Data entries
- - - -

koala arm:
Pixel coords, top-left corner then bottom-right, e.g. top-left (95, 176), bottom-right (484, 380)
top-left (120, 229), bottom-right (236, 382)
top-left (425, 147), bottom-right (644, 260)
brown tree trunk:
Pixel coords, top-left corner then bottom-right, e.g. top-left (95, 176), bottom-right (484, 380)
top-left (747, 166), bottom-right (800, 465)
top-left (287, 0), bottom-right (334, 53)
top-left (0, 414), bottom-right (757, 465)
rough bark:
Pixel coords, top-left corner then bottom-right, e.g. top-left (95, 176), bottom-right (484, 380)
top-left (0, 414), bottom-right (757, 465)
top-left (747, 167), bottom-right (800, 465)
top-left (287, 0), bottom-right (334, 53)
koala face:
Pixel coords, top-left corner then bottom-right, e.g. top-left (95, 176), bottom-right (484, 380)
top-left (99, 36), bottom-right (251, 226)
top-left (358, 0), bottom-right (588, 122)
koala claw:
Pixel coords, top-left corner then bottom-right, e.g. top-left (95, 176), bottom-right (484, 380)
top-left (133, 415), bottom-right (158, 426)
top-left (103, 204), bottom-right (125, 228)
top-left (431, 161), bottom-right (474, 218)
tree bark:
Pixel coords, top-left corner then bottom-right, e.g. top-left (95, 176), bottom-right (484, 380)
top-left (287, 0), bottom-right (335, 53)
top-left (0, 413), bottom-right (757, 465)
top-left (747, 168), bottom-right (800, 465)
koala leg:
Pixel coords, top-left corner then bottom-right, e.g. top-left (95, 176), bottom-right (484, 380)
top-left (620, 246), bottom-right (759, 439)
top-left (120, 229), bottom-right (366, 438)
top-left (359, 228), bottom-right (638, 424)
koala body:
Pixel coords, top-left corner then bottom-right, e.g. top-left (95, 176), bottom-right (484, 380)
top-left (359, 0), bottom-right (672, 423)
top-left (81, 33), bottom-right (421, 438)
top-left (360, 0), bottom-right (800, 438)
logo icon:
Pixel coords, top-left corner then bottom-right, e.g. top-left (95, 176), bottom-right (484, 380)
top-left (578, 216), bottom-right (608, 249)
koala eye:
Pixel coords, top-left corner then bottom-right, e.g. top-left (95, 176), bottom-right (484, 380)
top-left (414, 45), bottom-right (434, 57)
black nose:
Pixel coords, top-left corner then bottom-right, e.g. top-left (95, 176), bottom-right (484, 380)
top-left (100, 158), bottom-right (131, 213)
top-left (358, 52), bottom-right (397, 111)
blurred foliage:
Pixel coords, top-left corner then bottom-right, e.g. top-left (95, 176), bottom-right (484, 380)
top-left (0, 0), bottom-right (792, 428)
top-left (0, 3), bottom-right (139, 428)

- - - -

> _Brief_:
Please pick out every line of the records that contains the string "koala", treating uppercase and lowercase as different.

> _Reply_:
koala arm:
koala face:
koala claw:
koala leg:
koala body:
koala eye:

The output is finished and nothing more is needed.